*Exercise brief*. Please edit the material from the line containing "like [253, 26]." through its end, replacing "woman rowing" with "person rowing" and leaving everything else unchanged. Return only those edited lines.

*Record list*.
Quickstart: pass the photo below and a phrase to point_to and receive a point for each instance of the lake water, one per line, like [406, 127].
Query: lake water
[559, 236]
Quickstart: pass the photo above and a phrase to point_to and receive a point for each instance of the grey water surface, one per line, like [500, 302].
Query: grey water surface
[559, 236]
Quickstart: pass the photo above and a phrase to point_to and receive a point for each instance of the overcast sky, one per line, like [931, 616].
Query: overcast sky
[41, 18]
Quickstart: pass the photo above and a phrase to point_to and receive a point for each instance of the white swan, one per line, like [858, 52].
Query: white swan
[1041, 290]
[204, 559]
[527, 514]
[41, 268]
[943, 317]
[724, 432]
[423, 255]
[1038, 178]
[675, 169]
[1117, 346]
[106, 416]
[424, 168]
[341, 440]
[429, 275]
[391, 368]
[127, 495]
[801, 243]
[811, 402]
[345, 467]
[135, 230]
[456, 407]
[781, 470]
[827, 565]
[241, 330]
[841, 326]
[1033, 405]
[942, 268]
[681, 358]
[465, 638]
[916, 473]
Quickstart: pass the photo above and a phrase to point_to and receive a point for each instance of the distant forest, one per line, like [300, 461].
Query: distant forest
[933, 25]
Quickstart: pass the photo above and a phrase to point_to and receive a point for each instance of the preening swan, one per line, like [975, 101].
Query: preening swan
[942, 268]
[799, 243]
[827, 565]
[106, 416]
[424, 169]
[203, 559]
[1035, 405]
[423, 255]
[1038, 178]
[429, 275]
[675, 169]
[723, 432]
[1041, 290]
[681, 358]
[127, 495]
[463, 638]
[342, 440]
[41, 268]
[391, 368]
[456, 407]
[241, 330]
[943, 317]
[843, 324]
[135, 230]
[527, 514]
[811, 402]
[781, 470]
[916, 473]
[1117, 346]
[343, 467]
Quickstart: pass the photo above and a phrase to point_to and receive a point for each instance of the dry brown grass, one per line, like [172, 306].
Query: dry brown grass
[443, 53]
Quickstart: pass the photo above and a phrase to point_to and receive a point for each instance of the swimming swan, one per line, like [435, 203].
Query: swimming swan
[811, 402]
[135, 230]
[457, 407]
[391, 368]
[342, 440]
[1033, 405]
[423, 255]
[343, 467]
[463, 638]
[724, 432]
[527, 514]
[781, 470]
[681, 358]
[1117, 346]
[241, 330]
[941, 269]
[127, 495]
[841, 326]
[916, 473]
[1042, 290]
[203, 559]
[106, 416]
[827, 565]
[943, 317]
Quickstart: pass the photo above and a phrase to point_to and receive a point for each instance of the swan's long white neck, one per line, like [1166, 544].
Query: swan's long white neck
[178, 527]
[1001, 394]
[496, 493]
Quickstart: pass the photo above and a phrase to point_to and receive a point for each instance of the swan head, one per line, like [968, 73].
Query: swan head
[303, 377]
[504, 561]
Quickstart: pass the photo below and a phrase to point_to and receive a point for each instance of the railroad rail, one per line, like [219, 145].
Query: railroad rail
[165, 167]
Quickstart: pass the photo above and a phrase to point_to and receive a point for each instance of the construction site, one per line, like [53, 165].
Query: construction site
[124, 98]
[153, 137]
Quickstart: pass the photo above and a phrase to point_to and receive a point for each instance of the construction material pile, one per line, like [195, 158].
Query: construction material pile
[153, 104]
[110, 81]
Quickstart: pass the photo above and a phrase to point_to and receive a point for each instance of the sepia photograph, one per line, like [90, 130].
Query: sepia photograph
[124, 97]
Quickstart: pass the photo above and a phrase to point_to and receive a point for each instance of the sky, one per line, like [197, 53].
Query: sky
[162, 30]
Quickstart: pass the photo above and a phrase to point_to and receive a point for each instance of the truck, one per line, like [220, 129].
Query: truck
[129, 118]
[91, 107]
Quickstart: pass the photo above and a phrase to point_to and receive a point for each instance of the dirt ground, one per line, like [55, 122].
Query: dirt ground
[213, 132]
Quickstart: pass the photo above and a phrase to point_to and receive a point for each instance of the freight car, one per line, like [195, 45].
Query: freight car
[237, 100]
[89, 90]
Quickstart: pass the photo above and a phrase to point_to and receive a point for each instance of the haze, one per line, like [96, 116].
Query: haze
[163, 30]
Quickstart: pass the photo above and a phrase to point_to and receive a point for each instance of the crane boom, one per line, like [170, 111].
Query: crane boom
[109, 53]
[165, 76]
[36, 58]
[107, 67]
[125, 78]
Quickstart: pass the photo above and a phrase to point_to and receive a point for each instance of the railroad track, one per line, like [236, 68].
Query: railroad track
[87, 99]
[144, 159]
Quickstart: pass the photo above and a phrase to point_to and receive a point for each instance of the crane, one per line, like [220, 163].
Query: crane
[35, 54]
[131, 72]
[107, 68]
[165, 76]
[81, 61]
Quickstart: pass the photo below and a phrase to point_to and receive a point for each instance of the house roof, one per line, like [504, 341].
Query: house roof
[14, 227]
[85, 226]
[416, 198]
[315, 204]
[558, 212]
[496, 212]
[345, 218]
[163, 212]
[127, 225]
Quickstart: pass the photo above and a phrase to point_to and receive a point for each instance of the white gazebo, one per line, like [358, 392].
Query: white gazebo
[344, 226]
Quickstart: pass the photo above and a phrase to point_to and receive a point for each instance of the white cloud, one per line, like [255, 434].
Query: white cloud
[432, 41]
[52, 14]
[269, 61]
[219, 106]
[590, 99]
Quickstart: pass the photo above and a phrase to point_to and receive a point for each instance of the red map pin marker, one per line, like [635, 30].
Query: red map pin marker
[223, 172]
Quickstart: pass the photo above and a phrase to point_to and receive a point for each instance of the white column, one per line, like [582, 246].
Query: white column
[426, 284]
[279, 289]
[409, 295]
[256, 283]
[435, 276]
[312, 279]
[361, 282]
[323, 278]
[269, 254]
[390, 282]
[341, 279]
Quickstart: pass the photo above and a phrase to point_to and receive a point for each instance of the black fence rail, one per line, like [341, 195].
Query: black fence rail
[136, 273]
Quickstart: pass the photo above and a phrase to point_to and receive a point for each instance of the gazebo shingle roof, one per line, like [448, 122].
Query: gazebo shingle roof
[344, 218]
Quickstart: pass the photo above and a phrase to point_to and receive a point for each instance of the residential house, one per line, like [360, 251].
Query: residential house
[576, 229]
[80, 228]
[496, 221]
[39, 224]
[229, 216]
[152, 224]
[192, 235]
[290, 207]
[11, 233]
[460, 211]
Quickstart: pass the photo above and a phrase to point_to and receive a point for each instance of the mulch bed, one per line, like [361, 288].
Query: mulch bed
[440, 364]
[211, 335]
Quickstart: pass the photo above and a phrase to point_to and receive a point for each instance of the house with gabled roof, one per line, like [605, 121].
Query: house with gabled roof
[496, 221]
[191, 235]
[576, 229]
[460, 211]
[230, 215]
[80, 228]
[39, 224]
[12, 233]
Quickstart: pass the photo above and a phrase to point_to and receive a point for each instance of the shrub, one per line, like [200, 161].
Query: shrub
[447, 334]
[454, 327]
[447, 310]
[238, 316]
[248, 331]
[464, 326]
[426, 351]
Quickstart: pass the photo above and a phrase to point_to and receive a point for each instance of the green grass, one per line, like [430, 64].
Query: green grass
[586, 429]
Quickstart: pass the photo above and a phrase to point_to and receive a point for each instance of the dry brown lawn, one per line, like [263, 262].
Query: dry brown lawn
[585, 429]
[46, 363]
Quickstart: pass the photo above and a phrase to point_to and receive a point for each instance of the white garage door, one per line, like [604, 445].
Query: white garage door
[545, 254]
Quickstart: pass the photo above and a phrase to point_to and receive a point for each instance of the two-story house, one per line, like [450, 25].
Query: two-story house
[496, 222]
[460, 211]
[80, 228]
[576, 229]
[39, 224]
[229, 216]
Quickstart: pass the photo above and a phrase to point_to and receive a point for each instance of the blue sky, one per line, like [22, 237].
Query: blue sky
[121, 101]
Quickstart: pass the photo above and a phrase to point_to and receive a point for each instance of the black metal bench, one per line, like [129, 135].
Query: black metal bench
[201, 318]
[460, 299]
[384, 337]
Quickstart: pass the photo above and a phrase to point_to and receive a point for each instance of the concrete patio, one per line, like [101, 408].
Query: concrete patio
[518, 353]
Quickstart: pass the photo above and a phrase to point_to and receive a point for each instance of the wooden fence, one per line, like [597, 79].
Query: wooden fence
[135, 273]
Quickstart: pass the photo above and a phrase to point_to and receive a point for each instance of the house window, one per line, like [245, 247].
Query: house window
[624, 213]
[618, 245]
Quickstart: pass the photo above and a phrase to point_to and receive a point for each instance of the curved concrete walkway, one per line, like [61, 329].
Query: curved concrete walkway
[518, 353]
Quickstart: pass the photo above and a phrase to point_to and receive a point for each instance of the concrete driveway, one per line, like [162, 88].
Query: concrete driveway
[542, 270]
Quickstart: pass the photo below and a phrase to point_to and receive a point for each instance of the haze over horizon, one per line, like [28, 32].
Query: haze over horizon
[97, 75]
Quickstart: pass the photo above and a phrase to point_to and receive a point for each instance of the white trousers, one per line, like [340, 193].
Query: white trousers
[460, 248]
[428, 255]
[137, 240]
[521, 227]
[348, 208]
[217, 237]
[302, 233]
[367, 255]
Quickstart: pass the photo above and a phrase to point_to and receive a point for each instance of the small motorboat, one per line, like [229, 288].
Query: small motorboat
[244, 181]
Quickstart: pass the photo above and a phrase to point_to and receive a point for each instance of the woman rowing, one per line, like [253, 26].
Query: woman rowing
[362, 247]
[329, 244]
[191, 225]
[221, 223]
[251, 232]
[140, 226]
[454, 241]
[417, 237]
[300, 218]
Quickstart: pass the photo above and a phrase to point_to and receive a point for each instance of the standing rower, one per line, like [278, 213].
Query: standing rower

*Answer*.
Quickstart: pass the photo above and a phrase to point_to and receive a point for each instance of the person rowing, one per line, like [253, 26].
Query: person rowing
[362, 247]
[329, 244]
[191, 225]
[221, 223]
[251, 232]
[140, 226]
[454, 241]
[417, 237]
[300, 218]
Quickstart: pass the photo above and a phrase to point_to and receive a point for each instance of the standing rower, one per line, like [278, 213].
Query: standing rower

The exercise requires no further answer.